▶ **Exercise set**
1. In the forum thread, how many nights of schooling per week does frog64's local require?
2. Reproduce the forum thread from "It'll only work, if" up to and including "(Dec 29, 2007)".
3. Name every distinct username that heads a post in the forum thread.
** begin Page extract **
# Apprentices with kids, check in



## frog64 (Jul 2, 2019)

I was wondering how you fellow apprentices were able to juggle work, school and family life. My local requires 3 nights of schooling a week, and im just not sure it will work not being home with the kids, they are 8 and 10.


----------



## joebanana (Dec 21, 2010)

It'll only work, if you make it work. After you've been on a few job sites you'll notice the roofers use an industrial strength 24" wide Saran wrap for wrapping pallets of material, and they leave remnants on site all the time. This stuff works great for "keeping track" of offspring. Works well on the wife too, but you got to sneak up on her, or else you may end up wrapped. jk


----------



## MechanicalDVR (Dec 29, 2007)

Welcome aboard @frog64!

Sometimes you need to make some small short term sacrifices for a long term career.


----------



## splatz (May 23, 2015)

@frog64, I don't know if some perspective may help, but. 

Three nights a week is not that much to deprive the kids, still plenty of time on the other nights and weekends. I don't think they'll see you as an absentee father LOL. 

Time and togetherness are priceless, but there are things with a price that are important too - the money and benefits you make to provide better for your kids are also really important to the kids' well being. 

I think there's a lot of pressure on parents to be constantly present, be at every soccer game and little league practice etc. It may be a generational thing, me being older, but I think it's too much.


----------



## nrp3 (Jan 24, 2009)

Unless he or she is a single parent, if that was what was said?


----------



## frog64 (Jul 2, 2019)

No, not single a dad. Wife works too. The pay cut, no vacation or sick time. Its weighs heavy when you have a family. Just not sure what to do.
** end Page extract **
** begin Excerpted records **
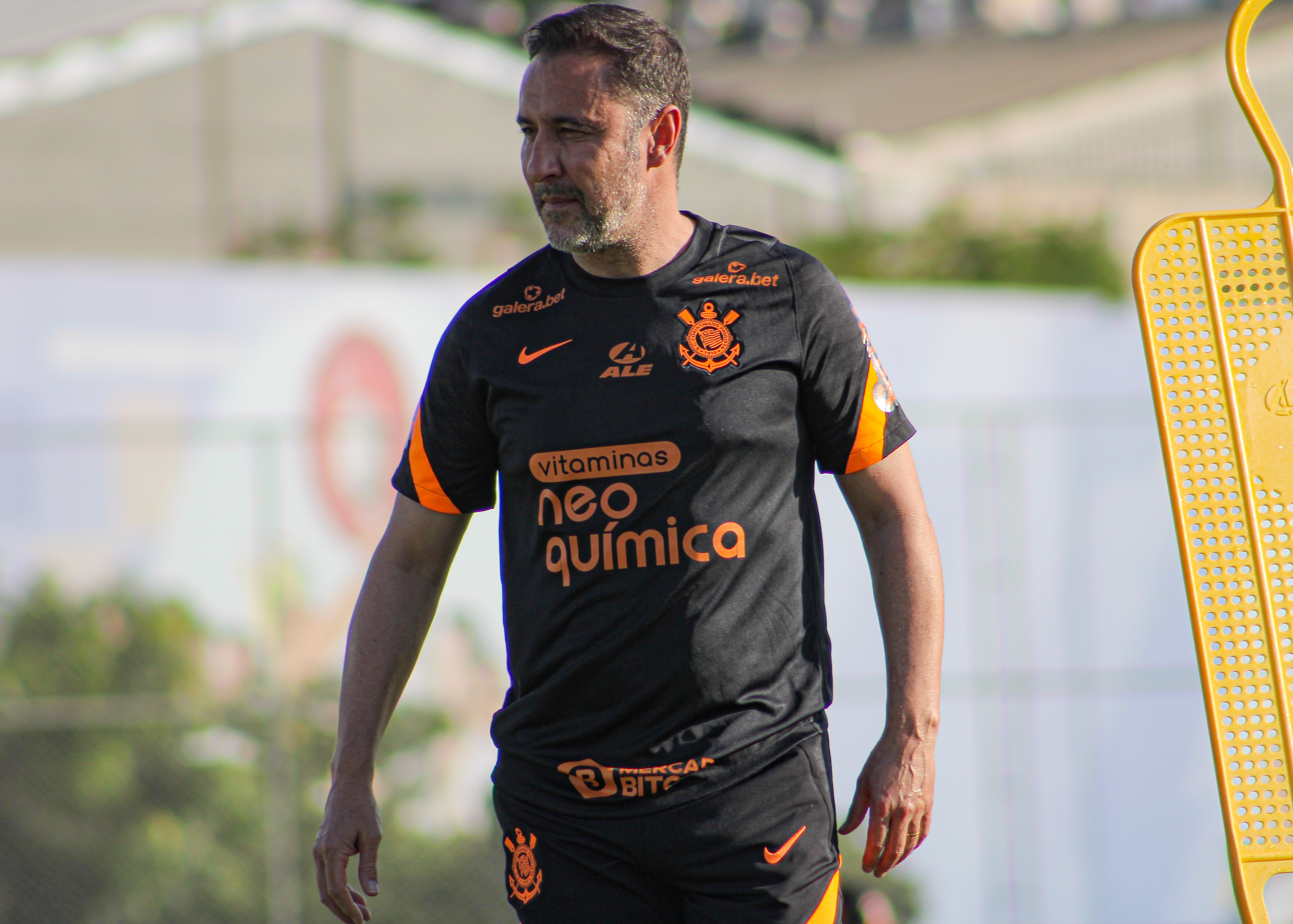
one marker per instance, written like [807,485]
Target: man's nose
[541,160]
** end Excerpted records **
** begin Excerpted records **
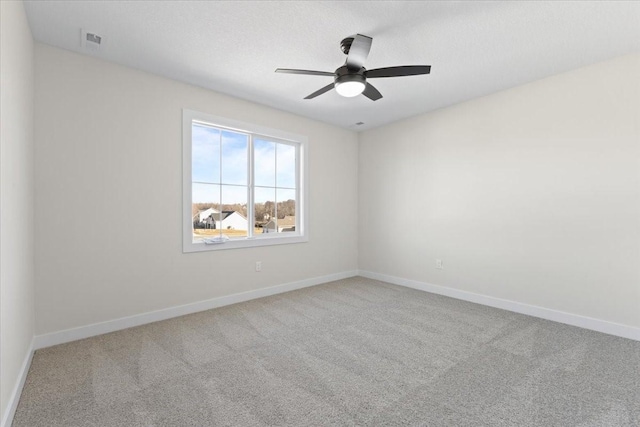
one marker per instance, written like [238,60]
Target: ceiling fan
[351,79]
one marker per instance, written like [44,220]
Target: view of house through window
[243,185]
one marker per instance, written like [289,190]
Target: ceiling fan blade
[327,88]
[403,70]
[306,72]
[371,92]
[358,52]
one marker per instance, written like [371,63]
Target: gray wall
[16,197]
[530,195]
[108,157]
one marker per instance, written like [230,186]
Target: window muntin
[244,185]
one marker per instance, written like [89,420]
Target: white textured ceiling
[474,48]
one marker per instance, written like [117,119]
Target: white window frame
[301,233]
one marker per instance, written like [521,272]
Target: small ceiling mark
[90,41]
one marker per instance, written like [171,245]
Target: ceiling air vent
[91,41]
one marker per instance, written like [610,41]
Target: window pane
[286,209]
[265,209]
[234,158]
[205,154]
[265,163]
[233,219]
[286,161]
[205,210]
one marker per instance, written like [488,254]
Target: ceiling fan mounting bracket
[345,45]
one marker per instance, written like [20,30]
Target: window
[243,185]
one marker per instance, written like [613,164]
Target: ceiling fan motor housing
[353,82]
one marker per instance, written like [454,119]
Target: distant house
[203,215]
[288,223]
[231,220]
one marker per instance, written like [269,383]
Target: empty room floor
** end Excerpted records **
▶ **Task results**
1. Three nights a week.

2.
It'll only work, if you make it work. After you've been on a few job sites you'll notice the roofers use an industrial strength 24" wide Saran wrap for wrapping pallets of material, and they leave remnants on site all the time. This stuff works great for "keeping track" of offspring. Works well on the wife too, but you got to sneak up on her, or else you may end up wrapped. jk


----------



## MechanicalDVR (Dec 29, 2007)

3. frog64, joebanana, MechanicalDVR, splatz, nrp3